▶ **INSTRUCTIONS TO FOLLOW**
Reproduce without alteration the lines below, from the line containing "Attention annotators: the target object for this HIT is small" up to and including the line containing "[84,267,680,455]".

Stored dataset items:
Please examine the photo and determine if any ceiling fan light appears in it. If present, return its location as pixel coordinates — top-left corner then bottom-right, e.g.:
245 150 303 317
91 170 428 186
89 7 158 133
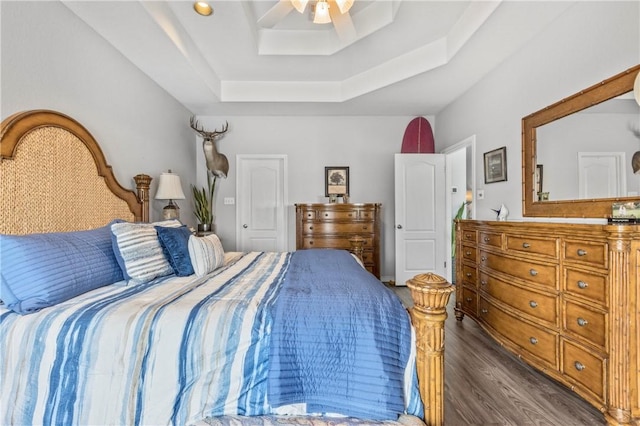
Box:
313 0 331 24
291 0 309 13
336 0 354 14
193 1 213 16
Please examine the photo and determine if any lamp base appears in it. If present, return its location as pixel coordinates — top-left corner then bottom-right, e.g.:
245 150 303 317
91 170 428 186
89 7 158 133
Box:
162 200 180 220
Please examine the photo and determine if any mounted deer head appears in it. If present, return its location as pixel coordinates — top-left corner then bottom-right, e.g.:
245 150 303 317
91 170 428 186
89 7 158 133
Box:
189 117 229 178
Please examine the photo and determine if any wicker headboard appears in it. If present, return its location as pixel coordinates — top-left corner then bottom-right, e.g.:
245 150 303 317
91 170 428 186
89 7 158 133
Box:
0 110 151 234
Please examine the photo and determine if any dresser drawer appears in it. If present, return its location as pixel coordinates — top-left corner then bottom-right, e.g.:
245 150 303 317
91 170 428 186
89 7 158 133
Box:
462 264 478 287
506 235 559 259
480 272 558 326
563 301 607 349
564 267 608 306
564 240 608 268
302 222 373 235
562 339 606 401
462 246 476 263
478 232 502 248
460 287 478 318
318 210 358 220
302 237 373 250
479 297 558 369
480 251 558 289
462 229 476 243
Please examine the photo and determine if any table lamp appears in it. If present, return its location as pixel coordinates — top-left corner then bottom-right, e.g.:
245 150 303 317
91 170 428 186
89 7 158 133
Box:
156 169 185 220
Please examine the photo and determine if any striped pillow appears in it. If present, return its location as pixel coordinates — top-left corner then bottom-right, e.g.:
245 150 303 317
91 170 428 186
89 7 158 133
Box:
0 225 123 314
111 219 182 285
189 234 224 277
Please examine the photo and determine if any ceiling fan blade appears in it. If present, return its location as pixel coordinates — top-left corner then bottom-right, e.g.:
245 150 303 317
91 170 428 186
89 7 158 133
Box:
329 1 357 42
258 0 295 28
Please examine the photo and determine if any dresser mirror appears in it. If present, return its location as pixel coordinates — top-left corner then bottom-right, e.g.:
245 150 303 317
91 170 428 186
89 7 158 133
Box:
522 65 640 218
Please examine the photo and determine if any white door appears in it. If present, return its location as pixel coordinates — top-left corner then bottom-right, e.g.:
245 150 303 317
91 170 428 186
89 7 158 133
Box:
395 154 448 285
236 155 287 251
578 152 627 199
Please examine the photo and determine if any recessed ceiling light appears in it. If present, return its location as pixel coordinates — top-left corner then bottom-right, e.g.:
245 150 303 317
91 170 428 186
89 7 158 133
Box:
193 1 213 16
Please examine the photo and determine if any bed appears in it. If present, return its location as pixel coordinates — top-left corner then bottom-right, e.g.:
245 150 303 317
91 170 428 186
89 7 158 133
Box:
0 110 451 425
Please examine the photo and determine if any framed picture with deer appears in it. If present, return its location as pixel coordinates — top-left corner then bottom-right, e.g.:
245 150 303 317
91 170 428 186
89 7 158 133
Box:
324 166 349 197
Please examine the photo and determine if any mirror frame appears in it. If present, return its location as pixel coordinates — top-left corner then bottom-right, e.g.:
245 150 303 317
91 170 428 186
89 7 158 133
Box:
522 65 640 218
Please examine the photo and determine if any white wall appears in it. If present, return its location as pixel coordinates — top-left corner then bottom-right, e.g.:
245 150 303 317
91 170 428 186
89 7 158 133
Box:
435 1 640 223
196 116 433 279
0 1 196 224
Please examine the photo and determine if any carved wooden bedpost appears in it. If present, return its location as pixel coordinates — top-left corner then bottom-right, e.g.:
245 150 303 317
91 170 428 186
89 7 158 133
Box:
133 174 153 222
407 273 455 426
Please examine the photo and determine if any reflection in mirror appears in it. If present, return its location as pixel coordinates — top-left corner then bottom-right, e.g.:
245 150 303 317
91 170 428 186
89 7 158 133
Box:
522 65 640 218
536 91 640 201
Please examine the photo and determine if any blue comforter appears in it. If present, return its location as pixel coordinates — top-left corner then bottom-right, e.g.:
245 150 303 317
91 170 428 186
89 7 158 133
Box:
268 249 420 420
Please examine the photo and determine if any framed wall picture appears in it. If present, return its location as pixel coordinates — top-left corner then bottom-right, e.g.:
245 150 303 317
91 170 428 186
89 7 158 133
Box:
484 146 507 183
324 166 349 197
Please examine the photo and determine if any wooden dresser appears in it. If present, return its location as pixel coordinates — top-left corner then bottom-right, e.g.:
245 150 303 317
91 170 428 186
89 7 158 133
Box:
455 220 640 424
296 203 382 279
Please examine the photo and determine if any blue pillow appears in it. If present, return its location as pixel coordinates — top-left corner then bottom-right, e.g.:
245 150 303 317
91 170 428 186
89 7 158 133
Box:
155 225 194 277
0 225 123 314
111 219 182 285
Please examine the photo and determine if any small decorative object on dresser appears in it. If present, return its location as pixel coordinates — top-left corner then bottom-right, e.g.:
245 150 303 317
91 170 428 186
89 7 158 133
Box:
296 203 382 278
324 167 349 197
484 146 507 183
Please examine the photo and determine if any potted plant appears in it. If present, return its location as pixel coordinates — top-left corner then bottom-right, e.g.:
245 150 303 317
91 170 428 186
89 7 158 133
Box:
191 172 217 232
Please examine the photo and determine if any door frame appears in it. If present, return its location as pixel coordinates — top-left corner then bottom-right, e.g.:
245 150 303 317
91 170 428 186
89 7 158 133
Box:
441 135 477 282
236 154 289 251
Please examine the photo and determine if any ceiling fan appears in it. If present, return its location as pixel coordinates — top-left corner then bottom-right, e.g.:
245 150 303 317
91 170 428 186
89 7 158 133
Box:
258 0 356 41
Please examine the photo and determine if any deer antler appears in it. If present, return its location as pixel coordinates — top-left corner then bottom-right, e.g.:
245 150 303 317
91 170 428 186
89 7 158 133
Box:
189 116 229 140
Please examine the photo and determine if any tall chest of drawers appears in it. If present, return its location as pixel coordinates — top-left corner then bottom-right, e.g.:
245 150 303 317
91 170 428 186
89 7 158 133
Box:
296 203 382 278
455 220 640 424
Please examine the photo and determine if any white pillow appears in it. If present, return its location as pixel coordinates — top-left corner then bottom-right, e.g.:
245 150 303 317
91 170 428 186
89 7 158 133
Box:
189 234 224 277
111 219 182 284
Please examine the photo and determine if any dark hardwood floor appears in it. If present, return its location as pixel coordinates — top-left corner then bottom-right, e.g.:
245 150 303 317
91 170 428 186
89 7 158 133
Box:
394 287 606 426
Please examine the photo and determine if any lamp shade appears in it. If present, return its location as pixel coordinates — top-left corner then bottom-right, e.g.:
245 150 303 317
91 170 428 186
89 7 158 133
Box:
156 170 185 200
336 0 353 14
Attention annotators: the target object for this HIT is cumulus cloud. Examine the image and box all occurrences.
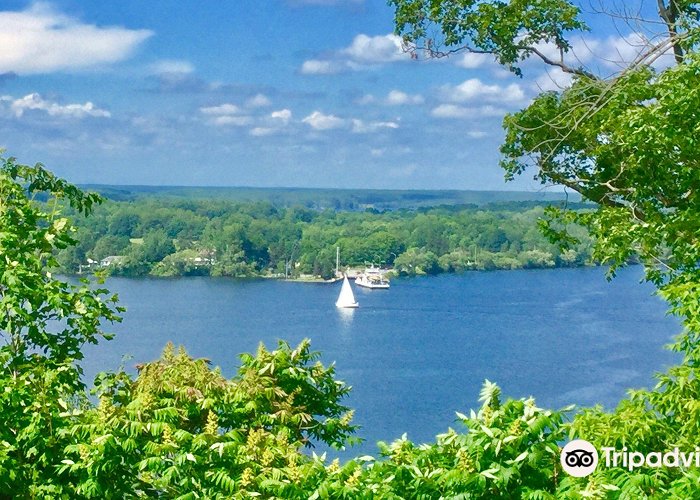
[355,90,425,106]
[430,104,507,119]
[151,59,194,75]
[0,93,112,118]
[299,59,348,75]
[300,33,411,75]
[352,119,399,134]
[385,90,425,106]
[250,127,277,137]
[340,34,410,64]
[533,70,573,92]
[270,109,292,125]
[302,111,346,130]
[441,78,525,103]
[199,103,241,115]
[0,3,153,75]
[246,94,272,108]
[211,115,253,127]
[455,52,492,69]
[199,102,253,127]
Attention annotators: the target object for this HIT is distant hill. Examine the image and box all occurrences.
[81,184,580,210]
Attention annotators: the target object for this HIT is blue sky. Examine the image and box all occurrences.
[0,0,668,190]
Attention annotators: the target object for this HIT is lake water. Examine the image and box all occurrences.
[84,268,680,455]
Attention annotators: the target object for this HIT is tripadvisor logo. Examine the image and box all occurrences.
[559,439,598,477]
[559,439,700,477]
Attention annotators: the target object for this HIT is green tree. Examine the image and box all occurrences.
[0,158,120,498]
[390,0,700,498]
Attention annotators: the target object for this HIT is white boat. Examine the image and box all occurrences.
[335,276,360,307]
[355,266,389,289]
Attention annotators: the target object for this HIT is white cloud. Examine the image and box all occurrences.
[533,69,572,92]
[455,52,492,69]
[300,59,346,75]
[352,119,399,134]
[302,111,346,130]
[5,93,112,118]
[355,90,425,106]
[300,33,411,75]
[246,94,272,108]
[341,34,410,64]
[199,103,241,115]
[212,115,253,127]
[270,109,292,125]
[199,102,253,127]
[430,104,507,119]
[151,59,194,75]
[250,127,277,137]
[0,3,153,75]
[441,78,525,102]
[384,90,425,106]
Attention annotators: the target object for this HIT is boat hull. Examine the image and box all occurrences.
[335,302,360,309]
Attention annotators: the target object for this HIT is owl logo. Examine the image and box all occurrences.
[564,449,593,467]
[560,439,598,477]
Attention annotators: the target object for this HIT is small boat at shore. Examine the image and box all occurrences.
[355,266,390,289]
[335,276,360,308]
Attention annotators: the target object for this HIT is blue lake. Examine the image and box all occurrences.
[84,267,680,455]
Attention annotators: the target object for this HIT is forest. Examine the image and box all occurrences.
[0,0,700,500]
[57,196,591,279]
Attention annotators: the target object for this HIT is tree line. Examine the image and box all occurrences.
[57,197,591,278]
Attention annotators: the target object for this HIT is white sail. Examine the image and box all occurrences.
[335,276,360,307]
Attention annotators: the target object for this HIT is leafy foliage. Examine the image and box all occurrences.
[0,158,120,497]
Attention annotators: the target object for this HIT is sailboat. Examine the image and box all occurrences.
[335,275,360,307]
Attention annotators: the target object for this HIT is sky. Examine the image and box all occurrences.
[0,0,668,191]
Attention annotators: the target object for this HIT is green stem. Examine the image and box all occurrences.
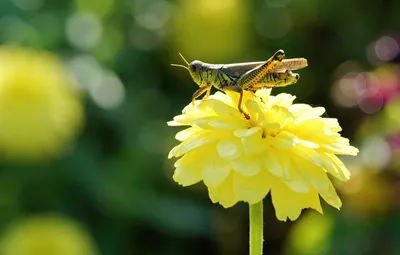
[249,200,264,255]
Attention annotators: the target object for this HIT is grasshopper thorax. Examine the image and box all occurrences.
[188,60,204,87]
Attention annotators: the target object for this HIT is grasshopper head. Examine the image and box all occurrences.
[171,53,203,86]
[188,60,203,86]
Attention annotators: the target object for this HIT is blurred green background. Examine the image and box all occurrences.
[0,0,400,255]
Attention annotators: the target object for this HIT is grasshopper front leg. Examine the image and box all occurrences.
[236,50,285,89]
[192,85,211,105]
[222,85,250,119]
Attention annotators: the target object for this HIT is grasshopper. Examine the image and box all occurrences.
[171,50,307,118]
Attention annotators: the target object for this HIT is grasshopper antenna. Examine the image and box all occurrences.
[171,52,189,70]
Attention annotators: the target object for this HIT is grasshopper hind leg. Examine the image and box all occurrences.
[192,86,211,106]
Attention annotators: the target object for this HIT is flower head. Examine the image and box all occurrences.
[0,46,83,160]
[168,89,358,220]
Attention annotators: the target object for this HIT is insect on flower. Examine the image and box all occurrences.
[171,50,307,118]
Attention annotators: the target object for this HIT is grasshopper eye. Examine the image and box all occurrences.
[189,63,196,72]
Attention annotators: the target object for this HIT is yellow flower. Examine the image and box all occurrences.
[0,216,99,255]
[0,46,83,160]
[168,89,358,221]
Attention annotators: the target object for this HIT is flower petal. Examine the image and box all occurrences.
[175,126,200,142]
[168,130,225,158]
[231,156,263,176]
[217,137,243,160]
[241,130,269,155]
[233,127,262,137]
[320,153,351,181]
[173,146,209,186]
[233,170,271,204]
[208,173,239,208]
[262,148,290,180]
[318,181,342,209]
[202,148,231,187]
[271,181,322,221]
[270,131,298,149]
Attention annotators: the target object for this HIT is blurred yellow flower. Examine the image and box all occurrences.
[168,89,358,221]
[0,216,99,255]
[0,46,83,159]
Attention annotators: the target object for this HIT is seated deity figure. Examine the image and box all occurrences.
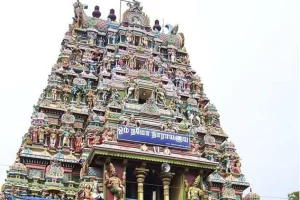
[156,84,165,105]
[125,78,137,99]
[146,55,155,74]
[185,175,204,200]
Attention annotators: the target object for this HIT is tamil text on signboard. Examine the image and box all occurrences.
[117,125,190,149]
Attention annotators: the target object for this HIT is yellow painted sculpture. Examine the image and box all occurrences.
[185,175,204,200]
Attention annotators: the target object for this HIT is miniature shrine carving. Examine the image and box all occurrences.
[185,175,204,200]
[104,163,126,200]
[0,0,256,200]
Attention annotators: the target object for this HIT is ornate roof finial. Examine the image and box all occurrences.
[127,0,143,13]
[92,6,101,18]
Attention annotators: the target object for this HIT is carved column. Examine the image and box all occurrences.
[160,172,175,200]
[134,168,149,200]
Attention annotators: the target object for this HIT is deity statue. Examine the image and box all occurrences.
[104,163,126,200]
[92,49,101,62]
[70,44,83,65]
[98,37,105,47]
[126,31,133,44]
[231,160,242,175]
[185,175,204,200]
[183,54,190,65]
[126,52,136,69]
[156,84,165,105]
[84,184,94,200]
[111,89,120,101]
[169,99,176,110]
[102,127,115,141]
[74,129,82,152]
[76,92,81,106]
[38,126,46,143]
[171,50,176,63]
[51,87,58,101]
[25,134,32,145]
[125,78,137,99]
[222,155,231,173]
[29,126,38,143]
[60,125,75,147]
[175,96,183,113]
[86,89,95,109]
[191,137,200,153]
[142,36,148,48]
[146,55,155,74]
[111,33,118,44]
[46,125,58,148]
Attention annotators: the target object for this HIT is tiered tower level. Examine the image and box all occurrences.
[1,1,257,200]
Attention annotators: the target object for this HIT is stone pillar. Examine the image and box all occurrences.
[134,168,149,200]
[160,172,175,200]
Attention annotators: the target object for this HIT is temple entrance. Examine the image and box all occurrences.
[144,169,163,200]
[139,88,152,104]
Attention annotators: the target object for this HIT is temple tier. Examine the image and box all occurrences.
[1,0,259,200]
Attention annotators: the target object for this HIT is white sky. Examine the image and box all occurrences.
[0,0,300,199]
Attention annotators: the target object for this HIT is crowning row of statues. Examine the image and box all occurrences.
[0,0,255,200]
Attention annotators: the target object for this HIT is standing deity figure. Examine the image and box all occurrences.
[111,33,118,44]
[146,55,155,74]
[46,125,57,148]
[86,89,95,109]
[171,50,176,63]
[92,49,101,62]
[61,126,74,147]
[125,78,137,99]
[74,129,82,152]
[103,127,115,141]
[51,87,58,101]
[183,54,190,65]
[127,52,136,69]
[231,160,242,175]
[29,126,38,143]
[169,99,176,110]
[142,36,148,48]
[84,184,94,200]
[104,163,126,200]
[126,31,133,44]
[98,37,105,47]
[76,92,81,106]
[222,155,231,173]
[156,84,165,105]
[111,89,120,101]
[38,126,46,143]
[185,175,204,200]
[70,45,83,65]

▶ **TASK RESPONSE**
Attention annotators: the target object for this HIT is small boat at shore. Examine the image and box all occurrences.
[355,266,390,289]
[335,276,360,308]
Attention annotators: the target object for this HIT is blue lake. Examine the image and box all occurrences.
[84,267,680,455]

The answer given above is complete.